Point localization data

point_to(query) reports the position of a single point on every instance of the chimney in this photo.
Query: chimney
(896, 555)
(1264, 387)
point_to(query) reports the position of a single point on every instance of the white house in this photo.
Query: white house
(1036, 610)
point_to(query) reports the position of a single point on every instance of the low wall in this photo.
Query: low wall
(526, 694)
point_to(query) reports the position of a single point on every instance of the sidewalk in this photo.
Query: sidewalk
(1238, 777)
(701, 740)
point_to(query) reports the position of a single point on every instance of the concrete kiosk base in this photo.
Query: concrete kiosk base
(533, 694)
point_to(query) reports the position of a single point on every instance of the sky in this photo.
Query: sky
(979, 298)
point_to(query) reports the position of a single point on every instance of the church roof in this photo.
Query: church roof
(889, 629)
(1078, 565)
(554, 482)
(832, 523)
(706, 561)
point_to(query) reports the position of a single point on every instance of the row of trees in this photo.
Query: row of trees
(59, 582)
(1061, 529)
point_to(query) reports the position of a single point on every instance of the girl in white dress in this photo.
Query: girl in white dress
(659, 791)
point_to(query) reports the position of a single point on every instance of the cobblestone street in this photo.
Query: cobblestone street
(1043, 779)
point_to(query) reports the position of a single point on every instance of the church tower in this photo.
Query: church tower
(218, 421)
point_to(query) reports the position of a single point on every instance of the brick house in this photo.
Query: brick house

▸ **Problem to solve**: Quote all of the entries verbatim.

▸ **Result below**:
point_to(query) reports the position of a single point on every instance of the chimney in this photo.
Query: chimney
(896, 555)
(1264, 387)
point_to(query) reports the position of a single point on every instance of the white house in this photo.
Query: white house
(1036, 610)
point_to(query) reports the position of a single point on every instance of the low wall in this photo.
Query: low wall
(526, 694)
point_to(query) reports the position of a single point on every instance of the sidewalk in this photo.
Query: sidewalk
(1238, 777)
(701, 740)
point_to(query) reports the position of a single point on every instance of the concrete kiosk base in this photo.
Query: concrete kiosk base
(533, 694)
point_to(query) reports the position of a single point on every instance of the sky in this photo.
Query: sky
(979, 298)
point_to(query) reports the position of a single point on every instance of the church roof in this photo.
Query: church roof
(889, 629)
(1078, 565)
(554, 482)
(832, 523)
(706, 561)
point_to(query) reports the position of a single point on every instance of the row of trees in this photo.
Query: row of trees
(59, 582)
(1061, 529)
point_to(query) reports the position of a single point on every instance of the girl in white dress in this photo.
Query: girl in white dress
(659, 791)
point_to(query) reports the position of a single point on every instance of the cobblestone street in this photo.
Query: cobblestone street
(1043, 779)
point_to(query) reports the position of a single point on every instance of the church tower in this photo.
Query: church tower
(218, 421)
point_to(query) reports the position of a single point on every instance of the brick house in this photo.
Query: brick house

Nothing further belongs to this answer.